[Dataset entries]
☆ ☆ ☆ ☆ ☆
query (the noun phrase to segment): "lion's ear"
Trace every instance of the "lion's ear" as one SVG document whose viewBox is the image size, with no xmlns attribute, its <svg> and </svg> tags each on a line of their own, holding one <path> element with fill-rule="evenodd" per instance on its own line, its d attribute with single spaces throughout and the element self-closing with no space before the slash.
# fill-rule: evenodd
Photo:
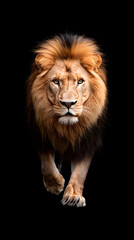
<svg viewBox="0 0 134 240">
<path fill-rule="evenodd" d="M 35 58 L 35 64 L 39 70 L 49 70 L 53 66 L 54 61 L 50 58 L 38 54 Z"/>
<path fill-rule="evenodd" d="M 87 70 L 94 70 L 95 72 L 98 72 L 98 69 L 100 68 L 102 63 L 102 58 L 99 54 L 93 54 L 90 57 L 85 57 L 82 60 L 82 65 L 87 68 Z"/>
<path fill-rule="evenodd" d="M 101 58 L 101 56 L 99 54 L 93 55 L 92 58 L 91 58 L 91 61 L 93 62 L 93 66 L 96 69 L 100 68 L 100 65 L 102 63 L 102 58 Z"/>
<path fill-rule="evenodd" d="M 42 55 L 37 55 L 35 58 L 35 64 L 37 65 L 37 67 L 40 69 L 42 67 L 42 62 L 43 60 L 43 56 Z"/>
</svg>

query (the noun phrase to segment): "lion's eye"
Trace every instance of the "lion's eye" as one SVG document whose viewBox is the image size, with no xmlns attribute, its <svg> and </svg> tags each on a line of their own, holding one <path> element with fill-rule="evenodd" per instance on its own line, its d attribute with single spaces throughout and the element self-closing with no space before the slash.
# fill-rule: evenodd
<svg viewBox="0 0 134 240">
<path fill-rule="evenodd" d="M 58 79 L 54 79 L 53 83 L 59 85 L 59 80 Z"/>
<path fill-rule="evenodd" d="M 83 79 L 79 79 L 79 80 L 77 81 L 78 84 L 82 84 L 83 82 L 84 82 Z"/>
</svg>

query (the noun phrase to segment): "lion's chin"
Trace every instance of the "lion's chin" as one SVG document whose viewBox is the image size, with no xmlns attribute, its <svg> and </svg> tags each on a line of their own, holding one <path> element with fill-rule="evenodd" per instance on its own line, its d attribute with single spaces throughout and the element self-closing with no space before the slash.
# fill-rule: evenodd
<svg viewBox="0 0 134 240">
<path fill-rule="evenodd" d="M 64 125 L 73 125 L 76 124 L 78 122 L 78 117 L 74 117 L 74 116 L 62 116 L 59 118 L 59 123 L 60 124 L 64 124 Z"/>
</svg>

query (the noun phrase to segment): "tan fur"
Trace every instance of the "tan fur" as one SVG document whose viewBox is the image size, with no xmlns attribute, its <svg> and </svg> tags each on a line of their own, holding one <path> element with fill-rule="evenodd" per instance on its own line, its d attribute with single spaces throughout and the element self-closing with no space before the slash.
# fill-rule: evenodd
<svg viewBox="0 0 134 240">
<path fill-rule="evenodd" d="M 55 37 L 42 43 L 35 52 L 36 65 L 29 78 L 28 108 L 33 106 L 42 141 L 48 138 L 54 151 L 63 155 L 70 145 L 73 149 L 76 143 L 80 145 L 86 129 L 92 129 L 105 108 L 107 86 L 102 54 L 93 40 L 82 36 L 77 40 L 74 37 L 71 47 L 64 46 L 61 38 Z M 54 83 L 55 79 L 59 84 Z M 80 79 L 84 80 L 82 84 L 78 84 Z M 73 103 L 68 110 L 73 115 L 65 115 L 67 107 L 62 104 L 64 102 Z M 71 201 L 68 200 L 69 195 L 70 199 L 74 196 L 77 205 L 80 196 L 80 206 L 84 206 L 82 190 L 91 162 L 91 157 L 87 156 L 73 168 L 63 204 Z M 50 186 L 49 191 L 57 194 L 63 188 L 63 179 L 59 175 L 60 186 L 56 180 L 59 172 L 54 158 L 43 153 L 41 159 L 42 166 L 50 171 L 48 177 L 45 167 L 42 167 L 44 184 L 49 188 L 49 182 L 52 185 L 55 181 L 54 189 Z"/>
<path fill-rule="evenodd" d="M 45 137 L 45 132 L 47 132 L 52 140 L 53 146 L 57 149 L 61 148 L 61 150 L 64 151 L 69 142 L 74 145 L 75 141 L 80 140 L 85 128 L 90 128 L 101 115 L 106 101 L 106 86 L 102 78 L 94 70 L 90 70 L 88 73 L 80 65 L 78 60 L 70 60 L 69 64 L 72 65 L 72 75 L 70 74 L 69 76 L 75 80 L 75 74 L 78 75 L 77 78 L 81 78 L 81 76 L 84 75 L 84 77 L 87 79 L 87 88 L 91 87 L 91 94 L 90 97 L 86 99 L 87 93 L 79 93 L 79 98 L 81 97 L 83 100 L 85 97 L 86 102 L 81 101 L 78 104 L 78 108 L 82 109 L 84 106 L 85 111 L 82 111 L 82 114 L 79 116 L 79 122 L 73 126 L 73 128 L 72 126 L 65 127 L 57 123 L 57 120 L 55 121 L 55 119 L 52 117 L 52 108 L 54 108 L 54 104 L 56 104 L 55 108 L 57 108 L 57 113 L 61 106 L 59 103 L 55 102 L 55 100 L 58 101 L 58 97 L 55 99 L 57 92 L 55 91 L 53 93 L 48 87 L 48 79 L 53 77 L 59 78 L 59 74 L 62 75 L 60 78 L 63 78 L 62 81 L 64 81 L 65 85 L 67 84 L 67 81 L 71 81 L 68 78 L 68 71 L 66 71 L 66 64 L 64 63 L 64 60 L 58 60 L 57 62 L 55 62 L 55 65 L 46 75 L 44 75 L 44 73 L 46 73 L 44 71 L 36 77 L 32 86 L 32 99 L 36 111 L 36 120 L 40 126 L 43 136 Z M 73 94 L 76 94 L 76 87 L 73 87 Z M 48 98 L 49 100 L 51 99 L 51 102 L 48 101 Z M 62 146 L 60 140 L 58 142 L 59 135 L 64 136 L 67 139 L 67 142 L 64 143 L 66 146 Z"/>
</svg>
☆ ☆ ☆ ☆ ☆
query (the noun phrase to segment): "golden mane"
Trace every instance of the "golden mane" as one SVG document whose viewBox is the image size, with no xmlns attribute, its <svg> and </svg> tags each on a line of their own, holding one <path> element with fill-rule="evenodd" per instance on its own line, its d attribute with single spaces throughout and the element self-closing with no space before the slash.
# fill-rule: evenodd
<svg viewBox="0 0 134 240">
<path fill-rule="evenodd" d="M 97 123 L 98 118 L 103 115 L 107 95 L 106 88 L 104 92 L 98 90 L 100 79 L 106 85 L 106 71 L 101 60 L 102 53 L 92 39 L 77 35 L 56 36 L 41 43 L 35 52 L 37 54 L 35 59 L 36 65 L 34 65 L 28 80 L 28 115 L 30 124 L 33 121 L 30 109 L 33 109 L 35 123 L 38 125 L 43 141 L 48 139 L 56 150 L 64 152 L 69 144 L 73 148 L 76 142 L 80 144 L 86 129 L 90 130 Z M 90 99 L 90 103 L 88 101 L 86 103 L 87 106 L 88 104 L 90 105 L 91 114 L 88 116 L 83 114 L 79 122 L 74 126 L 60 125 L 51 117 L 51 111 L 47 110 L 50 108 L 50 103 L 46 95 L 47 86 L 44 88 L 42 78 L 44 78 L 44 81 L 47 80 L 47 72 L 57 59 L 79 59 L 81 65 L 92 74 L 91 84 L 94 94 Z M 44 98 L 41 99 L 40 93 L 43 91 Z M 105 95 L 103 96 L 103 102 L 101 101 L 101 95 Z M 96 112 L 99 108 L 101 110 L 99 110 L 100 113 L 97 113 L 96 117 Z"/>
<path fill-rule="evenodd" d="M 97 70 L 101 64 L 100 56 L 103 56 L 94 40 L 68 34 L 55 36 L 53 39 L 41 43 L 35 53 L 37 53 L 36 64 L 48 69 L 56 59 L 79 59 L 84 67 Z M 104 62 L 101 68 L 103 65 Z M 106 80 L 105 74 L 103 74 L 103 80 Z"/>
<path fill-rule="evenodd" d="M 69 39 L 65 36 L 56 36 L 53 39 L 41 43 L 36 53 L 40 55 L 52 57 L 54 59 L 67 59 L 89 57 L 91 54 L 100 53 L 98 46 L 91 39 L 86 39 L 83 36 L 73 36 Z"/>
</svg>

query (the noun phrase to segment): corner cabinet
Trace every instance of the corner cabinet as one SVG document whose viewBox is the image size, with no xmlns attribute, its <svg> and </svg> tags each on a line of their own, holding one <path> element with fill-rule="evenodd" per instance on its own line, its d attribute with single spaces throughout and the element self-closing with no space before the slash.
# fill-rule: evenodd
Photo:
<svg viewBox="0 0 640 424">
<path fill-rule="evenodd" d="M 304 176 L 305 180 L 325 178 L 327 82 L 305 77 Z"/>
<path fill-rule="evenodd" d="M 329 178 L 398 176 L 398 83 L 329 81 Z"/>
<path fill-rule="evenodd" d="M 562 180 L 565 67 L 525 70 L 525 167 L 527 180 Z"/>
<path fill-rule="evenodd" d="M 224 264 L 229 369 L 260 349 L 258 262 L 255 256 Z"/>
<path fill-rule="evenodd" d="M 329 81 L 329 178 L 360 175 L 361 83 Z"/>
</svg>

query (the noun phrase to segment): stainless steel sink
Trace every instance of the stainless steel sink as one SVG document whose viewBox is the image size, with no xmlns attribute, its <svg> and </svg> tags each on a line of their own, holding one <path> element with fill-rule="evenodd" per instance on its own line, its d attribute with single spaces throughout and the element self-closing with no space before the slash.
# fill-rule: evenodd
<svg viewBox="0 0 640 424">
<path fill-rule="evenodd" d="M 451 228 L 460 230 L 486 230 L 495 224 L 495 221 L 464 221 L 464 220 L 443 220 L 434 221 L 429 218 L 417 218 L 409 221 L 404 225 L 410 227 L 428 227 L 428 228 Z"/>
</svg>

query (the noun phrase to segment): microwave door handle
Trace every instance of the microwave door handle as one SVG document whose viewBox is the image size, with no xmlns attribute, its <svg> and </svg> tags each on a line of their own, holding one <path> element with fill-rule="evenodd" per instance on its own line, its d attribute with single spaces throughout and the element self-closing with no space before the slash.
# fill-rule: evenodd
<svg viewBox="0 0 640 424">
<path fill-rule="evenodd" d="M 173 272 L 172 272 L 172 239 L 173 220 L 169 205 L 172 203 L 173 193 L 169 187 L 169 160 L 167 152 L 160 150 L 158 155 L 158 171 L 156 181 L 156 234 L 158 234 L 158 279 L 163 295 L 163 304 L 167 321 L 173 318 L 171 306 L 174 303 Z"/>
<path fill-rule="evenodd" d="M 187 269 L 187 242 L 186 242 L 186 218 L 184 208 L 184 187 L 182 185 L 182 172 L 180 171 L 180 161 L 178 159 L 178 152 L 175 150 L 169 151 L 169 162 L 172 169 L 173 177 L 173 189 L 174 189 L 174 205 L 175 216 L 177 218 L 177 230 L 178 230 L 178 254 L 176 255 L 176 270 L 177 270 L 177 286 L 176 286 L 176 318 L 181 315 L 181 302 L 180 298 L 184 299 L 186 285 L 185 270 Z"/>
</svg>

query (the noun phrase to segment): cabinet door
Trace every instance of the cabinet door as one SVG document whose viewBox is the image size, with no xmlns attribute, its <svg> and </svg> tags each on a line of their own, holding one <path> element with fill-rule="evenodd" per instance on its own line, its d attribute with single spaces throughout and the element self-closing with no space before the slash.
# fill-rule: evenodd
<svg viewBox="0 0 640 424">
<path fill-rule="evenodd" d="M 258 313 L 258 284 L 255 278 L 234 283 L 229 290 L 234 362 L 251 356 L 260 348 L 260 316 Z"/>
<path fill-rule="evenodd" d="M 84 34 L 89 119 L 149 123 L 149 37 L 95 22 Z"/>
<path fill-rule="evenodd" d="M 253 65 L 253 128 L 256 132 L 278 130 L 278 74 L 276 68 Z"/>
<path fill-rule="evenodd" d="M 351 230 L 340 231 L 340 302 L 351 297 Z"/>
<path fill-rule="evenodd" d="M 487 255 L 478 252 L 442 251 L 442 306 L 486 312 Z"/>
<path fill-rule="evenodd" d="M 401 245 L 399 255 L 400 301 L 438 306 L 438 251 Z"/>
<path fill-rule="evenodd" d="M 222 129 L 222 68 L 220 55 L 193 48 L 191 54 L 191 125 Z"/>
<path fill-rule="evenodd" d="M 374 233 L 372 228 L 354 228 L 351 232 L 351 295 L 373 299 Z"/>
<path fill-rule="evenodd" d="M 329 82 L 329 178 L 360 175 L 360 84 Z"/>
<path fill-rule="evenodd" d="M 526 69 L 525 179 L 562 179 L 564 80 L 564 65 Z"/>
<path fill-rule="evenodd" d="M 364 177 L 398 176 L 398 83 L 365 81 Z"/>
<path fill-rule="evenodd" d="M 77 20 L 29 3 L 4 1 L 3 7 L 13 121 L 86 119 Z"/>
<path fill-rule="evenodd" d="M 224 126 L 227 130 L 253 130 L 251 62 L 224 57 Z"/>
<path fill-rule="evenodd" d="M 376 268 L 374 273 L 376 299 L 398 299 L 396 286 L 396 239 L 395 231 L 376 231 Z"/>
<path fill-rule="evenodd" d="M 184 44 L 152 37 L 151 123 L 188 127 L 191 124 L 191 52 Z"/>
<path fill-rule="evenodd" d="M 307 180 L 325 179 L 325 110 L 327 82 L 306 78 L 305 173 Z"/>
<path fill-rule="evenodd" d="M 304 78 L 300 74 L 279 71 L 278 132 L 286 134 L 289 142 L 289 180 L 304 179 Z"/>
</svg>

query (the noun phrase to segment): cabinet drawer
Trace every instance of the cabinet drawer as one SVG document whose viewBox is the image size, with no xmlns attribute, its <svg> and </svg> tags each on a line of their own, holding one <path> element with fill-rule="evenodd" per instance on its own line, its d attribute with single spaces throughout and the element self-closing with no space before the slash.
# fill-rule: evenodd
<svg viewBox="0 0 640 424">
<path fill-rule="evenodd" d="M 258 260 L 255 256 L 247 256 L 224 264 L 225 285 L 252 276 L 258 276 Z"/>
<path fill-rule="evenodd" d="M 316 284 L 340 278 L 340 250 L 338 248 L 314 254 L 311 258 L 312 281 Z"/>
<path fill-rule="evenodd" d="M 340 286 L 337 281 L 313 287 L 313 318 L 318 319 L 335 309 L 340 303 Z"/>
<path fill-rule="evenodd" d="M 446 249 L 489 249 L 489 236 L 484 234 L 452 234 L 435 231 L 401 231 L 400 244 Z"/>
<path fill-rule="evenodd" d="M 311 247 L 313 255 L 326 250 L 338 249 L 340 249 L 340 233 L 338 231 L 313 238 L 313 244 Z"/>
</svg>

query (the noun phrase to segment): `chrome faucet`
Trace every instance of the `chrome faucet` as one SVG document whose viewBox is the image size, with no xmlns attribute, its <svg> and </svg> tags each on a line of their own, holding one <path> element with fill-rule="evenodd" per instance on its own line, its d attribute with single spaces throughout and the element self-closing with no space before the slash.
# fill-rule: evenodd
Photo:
☆ ☆ ☆ ☆ ☆
* TASK TO COMPLETE *
Report, for the data above, every line in which the string "lion" appears.

* WRITTEN SOLUTION *
query (the noun phrase to segment): "lion's ear"
Trace every instance of the "lion's ear" as one SVG document whose viewBox is the image size, with no xmlns attribute, its <svg> and </svg> tags each on a line of their own, holding one <path> element with fill-rule="evenodd" per instance on its own line, its d attribute with single spaces throughout and the element self-closing with no space before the slash.
query (the noun phrase to segment): "lion's eye"
Trace every instance of the "lion's eye" as one SVG document whose viewBox is the image size, with no xmlns attribute, its <svg> and </svg> tags each on a line of their own, holding one <path> element with fill-rule="evenodd" per instance on its own line, its d attribute with single spaces throughout and the element self-closing with no space before the slash.
query (the noun phrase to segment): "lion's chin"
Trace every instance of the "lion's chin" as one SVG document whose viewBox is the image size, with no xmlns attribute, its <svg> and </svg> tags each on a line of their own, holding one <path> element with fill-rule="evenodd" per instance on its own line, its d attribute with single spaces throughout and the element self-closing with no space before the slash.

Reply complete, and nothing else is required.